Requirements ▸
• A. In the review of Noontide Toll, how old is Vasantha?
• B. Using the review of Noontide Toll, explain why Vasantha bought a van and started his own business after retiring.
• C. List every period of Sri Lankan history named in Sepala's summary in the review of Noontide Toll.

Passage shown ▸

____________________

Noontide Toll: Stories

Noontide Toll: Stories
Romesh Gunesekara.
Granta. 2014. 237 pp.
ISBN 978 1 78378 0 150.

Review by Ann Skea


Buy now from Amazon! Vasantha is 56 years old and has retired from the Coconut Corporation in Sri Lanka. He is not inclined to sit around and do nothing, so he has bought a battered old Toyota van and started his own business. "If you are on the move there is always hope," he says. Which in some ways he believes is true of the island itself.

Sometimes he just wants to drive, but mostly he ferries other people around the island. The passengers he tells us about in this book are dazed "heat-seeking" tourists, Dutch developers, "home seeking desperadoes from the diaspora," "Iranian New Age anglers" and, on one occasion, he is flagged down by an armed soldier to pick up an ex-army brigadier whose own transport has broken down. Armed soldiers, along with policemen, are top of the list of people he does not argue with. In his van, however, he is the boss. He controls the air-conditioning and the conversations. And he likes to encourage his passengers to talk—"What we talk about on the road" he says, "is what you feel deep inside. You don't get that deep if you just sit still, whatever the yogis, the barbers and the dentists say."

Vasantha is a philosopher, full of home-spun wisdom, very perceptive about his passengers' foibles and about the state of his country. Sri Lanka's history and politics are complicated. Sepala, "a guide from the ministry" accompanying four Chinese executives who hire Vasantha and his van, sums up the history thus: "Thirty years of war, sixty-five years of independence, three hundred years of colonisation, two thousand five hundred years of Buddhism...." But the recently ended civil war in Sri Lanka and the 2004 tsunami, have left heavy legacies, and Vasantha see and feels the effects of both as he drives around.

____________________

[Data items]
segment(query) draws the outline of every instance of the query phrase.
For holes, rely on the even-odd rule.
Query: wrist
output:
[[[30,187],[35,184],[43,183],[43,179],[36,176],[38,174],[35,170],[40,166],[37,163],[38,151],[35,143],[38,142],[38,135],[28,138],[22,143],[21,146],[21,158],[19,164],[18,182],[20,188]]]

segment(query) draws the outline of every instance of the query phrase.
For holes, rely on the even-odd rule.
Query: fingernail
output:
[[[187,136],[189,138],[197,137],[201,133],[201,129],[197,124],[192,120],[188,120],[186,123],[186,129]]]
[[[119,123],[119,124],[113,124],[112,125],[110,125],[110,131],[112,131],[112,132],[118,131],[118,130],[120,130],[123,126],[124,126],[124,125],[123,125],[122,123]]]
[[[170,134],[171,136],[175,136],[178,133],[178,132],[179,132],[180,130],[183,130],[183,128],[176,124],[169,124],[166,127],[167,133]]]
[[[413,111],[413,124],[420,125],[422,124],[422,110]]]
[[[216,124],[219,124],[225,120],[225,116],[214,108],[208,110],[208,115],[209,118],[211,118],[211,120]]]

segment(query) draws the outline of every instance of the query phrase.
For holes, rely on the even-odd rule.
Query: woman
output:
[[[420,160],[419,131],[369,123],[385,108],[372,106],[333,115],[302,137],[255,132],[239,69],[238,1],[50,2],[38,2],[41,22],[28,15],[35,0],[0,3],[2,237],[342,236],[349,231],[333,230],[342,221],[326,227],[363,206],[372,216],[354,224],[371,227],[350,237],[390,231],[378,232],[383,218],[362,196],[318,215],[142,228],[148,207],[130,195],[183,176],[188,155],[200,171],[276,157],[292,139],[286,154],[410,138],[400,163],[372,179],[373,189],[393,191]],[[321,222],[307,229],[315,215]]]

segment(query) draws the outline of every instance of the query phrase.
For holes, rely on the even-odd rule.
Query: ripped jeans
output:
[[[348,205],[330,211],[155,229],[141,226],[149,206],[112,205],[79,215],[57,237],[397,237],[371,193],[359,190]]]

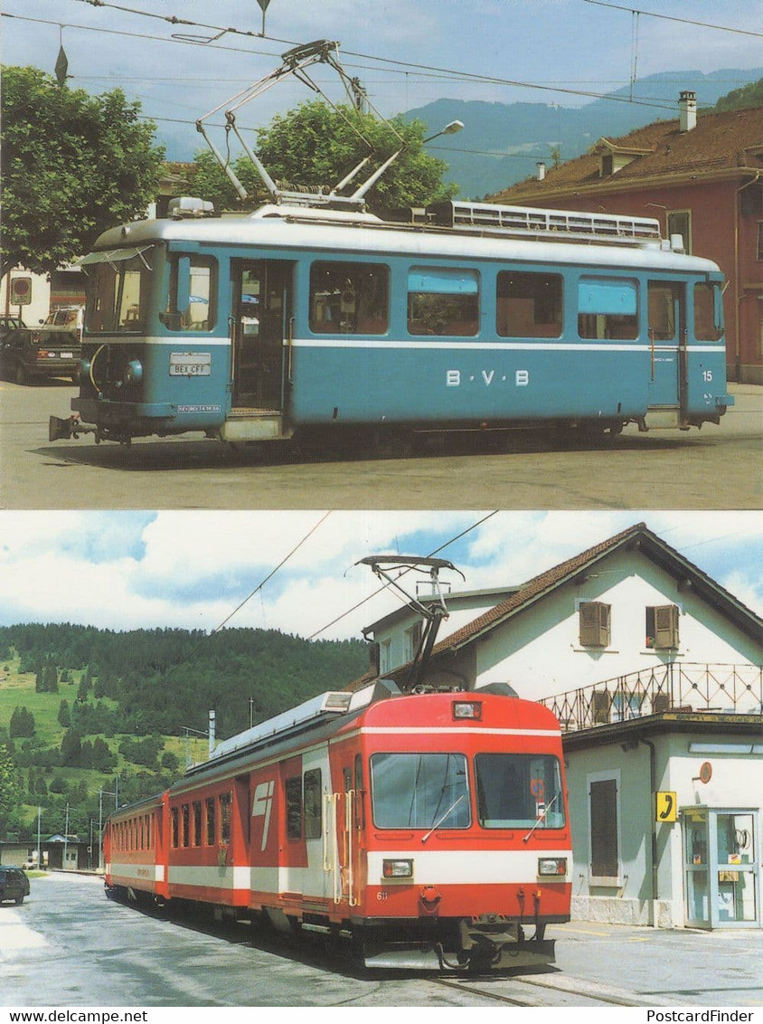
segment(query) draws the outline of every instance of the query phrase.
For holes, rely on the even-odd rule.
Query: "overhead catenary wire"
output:
[[[456,541],[459,541],[462,537],[465,537],[466,534],[472,532],[473,529],[477,529],[478,526],[481,526],[484,522],[487,522],[488,519],[492,519],[494,515],[498,514],[498,511],[499,510],[496,509],[494,512],[489,512],[487,515],[484,515],[482,519],[478,519],[477,522],[472,523],[470,526],[467,526],[465,529],[462,529],[460,534],[456,534],[455,537],[451,537],[448,541],[445,541],[439,547],[435,548],[433,551],[429,553],[429,555],[427,555],[427,557],[433,558],[439,552],[444,551],[445,548],[449,547],[451,544],[455,544]],[[413,571],[412,568],[403,569],[398,579],[412,571]],[[373,593],[367,594],[361,601],[357,601],[352,607],[348,608],[347,611],[343,611],[341,615],[336,615],[336,617],[332,618],[330,623],[326,623],[325,626],[322,626],[319,630],[316,630],[315,633],[312,633],[307,639],[314,640],[316,637],[320,636],[321,633],[325,633],[326,630],[329,630],[332,626],[335,626],[336,623],[341,623],[343,618],[347,618],[347,616],[351,615],[353,611],[357,611],[358,608],[361,608],[364,604],[367,604],[368,601],[371,601],[374,597],[377,597],[379,594],[384,593],[386,590],[389,589],[390,589],[390,584],[385,584],[383,587],[378,587],[376,590],[373,591]]]

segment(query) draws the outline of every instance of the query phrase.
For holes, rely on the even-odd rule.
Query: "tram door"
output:
[[[233,262],[232,408],[280,411],[291,317],[293,264]]]
[[[686,286],[648,283],[649,406],[682,406],[686,377]]]
[[[687,808],[683,813],[686,925],[761,925],[758,812]]]

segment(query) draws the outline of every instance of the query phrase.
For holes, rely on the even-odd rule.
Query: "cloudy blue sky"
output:
[[[437,550],[466,578],[454,589],[475,590],[522,583],[639,521],[763,611],[756,512],[4,512],[0,624],[214,630],[287,559],[228,625],[359,637],[397,607],[356,566],[367,555]]]
[[[72,85],[123,88],[187,156],[199,148],[193,123],[200,115],[274,69],[284,50],[314,39],[341,44],[343,63],[385,116],[442,97],[577,105],[587,100],[576,91],[626,85],[634,66],[638,77],[760,67],[760,0],[640,0],[635,9],[638,15],[622,0],[270,0],[266,37],[258,38],[256,0],[104,0],[98,7],[5,0],[3,62],[52,73],[62,43]],[[197,24],[173,25],[172,16]],[[215,38],[219,28],[255,35]],[[317,77],[330,82],[327,73]],[[734,85],[729,80],[728,89]],[[239,123],[267,124],[275,110],[310,95],[280,86]],[[665,115],[656,108],[655,116]]]

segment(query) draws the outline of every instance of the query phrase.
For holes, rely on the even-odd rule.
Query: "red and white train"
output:
[[[367,967],[553,959],[570,920],[559,726],[494,684],[329,692],[109,818],[108,895],[347,939]]]

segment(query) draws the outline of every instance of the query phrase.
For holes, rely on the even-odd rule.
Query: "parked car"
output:
[[[29,893],[29,879],[20,867],[0,867],[0,903],[24,903]]]
[[[85,310],[82,306],[60,306],[48,313],[43,321],[43,327],[60,327],[66,331],[75,331],[77,340],[82,341],[84,323]]]
[[[16,384],[26,384],[34,377],[70,377],[76,384],[81,357],[76,332],[47,325],[17,328],[0,342],[3,376]]]
[[[14,316],[12,313],[0,313],[0,342],[5,339],[6,334],[19,327],[27,327],[20,316]]]

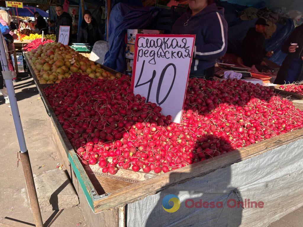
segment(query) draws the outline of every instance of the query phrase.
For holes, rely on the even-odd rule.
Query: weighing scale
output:
[[[93,49],[93,46],[88,43],[73,43],[70,47],[78,52],[91,52]]]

____________________

Answers given ▸
• A. He is 56 years old.

• B. After retiring from the Coconut Corporation in Sri Lanka, Vasantha was not inclined to sit around and do nothing. So he bought a battered old Toyota van and started his own business.

• C.
- Thirty years of war
- Sixty-five years of independence
- Three hundred years of colonisation
- Two thousand five hundred years of Buddhism